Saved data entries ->
▶

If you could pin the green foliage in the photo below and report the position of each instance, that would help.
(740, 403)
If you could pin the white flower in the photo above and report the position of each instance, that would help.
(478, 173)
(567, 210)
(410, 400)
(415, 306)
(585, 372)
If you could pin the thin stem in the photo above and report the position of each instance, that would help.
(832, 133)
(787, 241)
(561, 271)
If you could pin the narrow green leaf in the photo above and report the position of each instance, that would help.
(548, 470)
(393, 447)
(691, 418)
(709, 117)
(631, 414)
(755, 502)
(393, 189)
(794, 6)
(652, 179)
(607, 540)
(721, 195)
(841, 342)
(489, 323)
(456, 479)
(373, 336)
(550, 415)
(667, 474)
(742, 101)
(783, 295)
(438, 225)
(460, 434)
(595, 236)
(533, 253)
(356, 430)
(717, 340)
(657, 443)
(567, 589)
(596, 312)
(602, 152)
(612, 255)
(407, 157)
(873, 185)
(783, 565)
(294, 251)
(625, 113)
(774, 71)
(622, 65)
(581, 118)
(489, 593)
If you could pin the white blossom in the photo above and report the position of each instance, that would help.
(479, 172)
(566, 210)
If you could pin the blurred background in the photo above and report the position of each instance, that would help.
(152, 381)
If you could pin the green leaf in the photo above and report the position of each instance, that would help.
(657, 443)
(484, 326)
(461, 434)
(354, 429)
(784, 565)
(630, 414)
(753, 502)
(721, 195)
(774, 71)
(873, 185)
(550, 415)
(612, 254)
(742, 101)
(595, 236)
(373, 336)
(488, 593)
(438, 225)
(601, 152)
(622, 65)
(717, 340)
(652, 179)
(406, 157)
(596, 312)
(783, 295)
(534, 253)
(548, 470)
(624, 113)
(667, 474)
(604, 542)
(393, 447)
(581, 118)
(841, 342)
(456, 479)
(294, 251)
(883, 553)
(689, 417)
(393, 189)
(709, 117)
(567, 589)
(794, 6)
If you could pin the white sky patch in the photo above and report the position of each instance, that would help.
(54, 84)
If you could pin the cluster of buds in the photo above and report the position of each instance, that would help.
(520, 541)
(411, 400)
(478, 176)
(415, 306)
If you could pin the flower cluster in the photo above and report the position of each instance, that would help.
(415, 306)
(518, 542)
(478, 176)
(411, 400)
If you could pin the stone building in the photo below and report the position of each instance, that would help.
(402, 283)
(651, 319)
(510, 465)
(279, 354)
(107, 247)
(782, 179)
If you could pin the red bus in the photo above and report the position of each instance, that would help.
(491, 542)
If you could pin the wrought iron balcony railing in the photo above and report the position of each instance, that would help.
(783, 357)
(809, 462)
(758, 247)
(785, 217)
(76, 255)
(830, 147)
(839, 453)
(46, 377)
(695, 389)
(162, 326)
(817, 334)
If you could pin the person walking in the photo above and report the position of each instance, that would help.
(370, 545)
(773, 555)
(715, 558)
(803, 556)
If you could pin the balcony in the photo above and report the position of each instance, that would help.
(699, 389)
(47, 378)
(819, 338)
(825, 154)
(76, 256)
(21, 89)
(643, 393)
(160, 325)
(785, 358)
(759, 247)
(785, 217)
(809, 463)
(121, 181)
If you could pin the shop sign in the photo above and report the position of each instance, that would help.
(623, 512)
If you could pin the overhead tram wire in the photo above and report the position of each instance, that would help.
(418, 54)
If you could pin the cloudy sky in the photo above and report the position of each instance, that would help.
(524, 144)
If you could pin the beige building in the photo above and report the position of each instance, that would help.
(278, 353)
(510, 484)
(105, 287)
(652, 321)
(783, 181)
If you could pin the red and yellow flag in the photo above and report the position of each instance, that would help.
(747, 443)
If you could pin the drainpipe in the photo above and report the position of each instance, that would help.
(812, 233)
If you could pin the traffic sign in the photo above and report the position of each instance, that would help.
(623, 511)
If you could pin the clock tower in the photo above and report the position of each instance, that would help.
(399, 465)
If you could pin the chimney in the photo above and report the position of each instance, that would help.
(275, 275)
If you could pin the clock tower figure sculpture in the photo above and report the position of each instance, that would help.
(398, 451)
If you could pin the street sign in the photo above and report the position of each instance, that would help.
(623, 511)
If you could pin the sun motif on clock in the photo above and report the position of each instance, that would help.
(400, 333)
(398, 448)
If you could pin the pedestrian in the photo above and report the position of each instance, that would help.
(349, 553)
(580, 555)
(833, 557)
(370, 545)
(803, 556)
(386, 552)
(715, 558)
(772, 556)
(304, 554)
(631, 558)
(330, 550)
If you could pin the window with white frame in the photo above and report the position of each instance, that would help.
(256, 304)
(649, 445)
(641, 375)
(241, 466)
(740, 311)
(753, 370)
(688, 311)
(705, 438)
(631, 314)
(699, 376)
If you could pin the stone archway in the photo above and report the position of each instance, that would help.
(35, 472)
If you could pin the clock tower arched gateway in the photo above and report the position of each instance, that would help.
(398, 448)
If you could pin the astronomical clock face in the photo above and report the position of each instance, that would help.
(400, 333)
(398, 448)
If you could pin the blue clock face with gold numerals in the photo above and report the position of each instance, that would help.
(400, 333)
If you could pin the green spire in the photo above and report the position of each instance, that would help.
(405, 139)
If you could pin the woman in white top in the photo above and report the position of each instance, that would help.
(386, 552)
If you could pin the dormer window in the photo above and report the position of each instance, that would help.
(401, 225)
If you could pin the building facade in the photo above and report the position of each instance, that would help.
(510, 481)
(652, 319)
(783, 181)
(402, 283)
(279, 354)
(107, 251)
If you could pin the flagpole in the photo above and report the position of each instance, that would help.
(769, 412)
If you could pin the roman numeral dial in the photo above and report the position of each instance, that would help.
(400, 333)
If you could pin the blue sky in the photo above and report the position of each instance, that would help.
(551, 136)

◀

Activity -> The records above should be set down again word for word.

Result ->
If you could pin the green foliage in the photo below and report the position of each instance, that would help.
(740, 403)
If you could pin the white flower in the photo above and report the position of each instance, that would help.
(478, 173)
(567, 210)
(410, 400)
(415, 306)
(585, 372)
If you could pin the thin stem in the photo above and report the position of each instance, that would help.
(832, 133)
(787, 241)
(561, 271)
If you could pin the narrow green leaf in the photo above and report the position of each instance, that would help.
(548, 470)
(393, 447)
(691, 418)
(709, 117)
(631, 414)
(755, 502)
(393, 189)
(794, 6)
(652, 179)
(607, 540)
(721, 195)
(841, 342)
(489, 323)
(456, 479)
(373, 336)
(550, 415)
(667, 474)
(742, 101)
(783, 295)
(438, 225)
(460, 434)
(595, 236)
(533, 253)
(356, 430)
(717, 340)
(657, 443)
(567, 589)
(596, 312)
(602, 152)
(612, 255)
(407, 157)
(873, 185)
(783, 565)
(294, 251)
(625, 113)
(774, 71)
(622, 65)
(581, 118)
(489, 593)
If you could pin the white blossom in the photo above and report the position of each instance, that would help.
(479, 172)
(566, 210)
If you could pin the blurred background in the photo above and report the position of each instance, that would help.
(152, 381)
If you could pin the green leaf in the photo above and report the position of each instance, that would help.
(657, 443)
(484, 326)
(461, 434)
(354, 429)
(784, 565)
(630, 414)
(753, 502)
(721, 195)
(774, 71)
(873, 185)
(550, 415)
(612, 254)
(742, 101)
(595, 236)
(373, 336)
(488, 593)
(438, 225)
(601, 152)
(622, 65)
(717, 340)
(652, 179)
(406, 157)
(596, 312)
(783, 295)
(534, 253)
(548, 470)
(624, 113)
(667, 474)
(604, 542)
(393, 447)
(581, 118)
(841, 342)
(456, 479)
(294, 251)
(883, 553)
(689, 417)
(393, 189)
(709, 117)
(567, 589)
(794, 6)
If you could pin the white sky patch in the photo above and report the position of each instance, that would help.
(54, 84)
If you could pin the cluster of buds in the photo above and report the position of each instance, that would help.
(520, 541)
(411, 400)
(478, 176)
(415, 306)
If you could pin the flower cluster in the photo above and report the position of each instance, that would help.
(415, 306)
(518, 542)
(478, 176)
(411, 400)
If you could pin the stone building in the photo below and report the position of each instance, that would help.
(402, 283)
(651, 319)
(510, 465)
(279, 354)
(107, 247)
(782, 179)
If you could pin the red bus in the photo above and report the position of each instance, that would help.
(491, 542)
If you could pin the wrought iron balcony railing in the photo above and report the position of each instance, that would help.
(783, 357)
(809, 462)
(758, 247)
(785, 217)
(76, 255)
(830, 147)
(839, 453)
(46, 377)
(695, 389)
(162, 326)
(817, 334)
If you could pin the person walking in the photo above and report the position of each instance, that would help.
(370, 545)
(773, 555)
(715, 558)
(803, 556)
If you could pin the balcony in the photo above and report the position of each instance, that would help.
(699, 389)
(47, 378)
(819, 338)
(825, 154)
(76, 256)
(21, 89)
(643, 393)
(160, 325)
(785, 358)
(759, 247)
(785, 217)
(809, 463)
(121, 181)
If you could pin the shop sign in the photo above and report the position of each instance, that would help.
(623, 512)
If you could pin the overhead tram wire in the photo above and report the position of each instance, that would help.
(418, 54)
If you could pin the cloudy sky in the photo above and report the position of each instance, that would help.
(524, 144)
If you could pin the beige building in the photo above and report the position of each instance, that would help.
(278, 353)
(510, 484)
(105, 287)
(652, 321)
(783, 181)
If you could pin the red and yellow flag in the photo above and report the position of each instance, that would help.
(747, 443)
If you could pin the drainpipe in the photo above and report the position of each instance, that would help.
(812, 233)
If you could pin the traffic sign in the photo above and report the position of each instance, that would help.
(623, 511)
If you could pin the clock tower in the photo above and report the position of each instance, that would help.
(399, 465)
If you could pin the chimney in the photo above and report the position of each instance, that would help.
(275, 275)
If you could pin the clock tower figure sculpture in the photo above and report the position of each instance, that would help.
(398, 451)
If you could pin the street sign in the photo above and report the position of each instance, that would help.
(623, 511)
If you could pin the sun motif on clock in the photo above and report the position of each instance, that would help.
(400, 333)
(398, 448)
If you could pin the pedestrian in the photo above and report the position of each instance, that would help.
(349, 553)
(580, 555)
(833, 557)
(370, 545)
(803, 556)
(386, 552)
(715, 558)
(772, 556)
(304, 554)
(631, 558)
(330, 550)
If you could pin the window with white frame in the photo above and report the position of each instance, that would help.
(256, 304)
(649, 445)
(641, 375)
(241, 466)
(740, 311)
(753, 370)
(688, 311)
(705, 438)
(631, 314)
(699, 376)
If you could pin the stone archway in the photo above and report the position of each instance, that would help.
(35, 472)
If you could pin the clock tower arched gateway in the photo above and report the position of each instance, that would help.
(398, 448)
If you could pin the astronomical clock face in the photo above and report the position of each instance, that would help.
(400, 333)
(398, 448)
If you could pin the blue clock face with gold numerals in the photo above and report the position of each instance, that would help.
(400, 333)
If you could pin the green spire in the photo above and report the position of each instance, that would help.
(405, 139)
If you could pin the woman in white top in the photo above and report the position of each instance, that would help.
(386, 552)
If you could pin the dormer window in the photo above and report the position of each instance, that would help.
(401, 225)
If you could pin the building facade in the photo above and report the position of each instance, that would help.
(510, 481)
(652, 319)
(783, 181)
(402, 283)
(279, 354)
(107, 251)
If you could pin the flagpole in the photo above and report the position of each instance, that would help.
(769, 412)
If you could pin the roman numeral dial in the photo above and report the position of each instance, that would help.
(400, 333)
If you could pin the blue sky in the photo above and report the position of each instance, that would help.
(551, 136)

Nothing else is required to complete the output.